**What the task asks**: Which lines in the rows below contain the word "forklift"? Pick out each one and copy it in full.

....................

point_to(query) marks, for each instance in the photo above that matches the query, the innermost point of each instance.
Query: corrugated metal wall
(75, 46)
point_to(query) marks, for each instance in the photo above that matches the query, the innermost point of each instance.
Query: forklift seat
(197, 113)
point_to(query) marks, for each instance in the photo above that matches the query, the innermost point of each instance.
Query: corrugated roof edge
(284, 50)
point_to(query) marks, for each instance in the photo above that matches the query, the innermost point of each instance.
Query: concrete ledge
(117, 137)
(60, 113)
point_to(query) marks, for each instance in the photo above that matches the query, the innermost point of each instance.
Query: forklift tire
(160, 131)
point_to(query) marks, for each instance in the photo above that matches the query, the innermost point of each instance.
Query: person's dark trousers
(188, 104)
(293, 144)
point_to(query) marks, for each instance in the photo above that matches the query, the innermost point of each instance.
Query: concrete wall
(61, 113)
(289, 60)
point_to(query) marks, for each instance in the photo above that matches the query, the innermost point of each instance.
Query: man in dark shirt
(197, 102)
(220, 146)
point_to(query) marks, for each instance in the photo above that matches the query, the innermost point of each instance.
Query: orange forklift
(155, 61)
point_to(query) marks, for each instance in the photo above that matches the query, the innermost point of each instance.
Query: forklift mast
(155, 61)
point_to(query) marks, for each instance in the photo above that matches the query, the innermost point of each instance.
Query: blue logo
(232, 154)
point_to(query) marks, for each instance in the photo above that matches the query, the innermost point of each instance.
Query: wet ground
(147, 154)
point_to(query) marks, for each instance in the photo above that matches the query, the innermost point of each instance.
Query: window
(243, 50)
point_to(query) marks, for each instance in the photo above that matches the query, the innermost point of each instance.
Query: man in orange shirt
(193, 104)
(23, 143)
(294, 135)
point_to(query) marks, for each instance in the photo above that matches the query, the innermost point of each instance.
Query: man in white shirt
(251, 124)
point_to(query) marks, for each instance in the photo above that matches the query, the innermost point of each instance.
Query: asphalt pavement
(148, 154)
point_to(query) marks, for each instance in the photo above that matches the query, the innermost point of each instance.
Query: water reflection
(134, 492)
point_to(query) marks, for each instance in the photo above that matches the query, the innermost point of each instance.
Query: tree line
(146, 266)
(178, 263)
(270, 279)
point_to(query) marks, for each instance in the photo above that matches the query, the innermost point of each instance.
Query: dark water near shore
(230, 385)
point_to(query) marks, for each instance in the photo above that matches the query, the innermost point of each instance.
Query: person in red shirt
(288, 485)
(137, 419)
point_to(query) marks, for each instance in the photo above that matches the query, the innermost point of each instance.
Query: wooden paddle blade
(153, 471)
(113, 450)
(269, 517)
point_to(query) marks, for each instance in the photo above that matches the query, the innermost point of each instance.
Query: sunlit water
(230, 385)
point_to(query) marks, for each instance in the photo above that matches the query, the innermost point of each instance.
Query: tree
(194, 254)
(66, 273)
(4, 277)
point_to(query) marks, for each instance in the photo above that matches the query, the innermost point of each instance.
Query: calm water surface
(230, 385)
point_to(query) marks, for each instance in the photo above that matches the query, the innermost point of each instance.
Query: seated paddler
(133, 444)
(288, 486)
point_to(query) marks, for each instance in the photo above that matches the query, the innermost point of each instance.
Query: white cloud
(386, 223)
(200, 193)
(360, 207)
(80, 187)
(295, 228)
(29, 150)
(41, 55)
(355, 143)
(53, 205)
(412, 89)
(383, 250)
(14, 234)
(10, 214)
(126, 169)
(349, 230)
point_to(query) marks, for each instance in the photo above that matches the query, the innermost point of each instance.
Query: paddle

....................

**Output below**:
Query: forklift seat
Query: forklift tire
Query: orange forklift
Query: forklift mast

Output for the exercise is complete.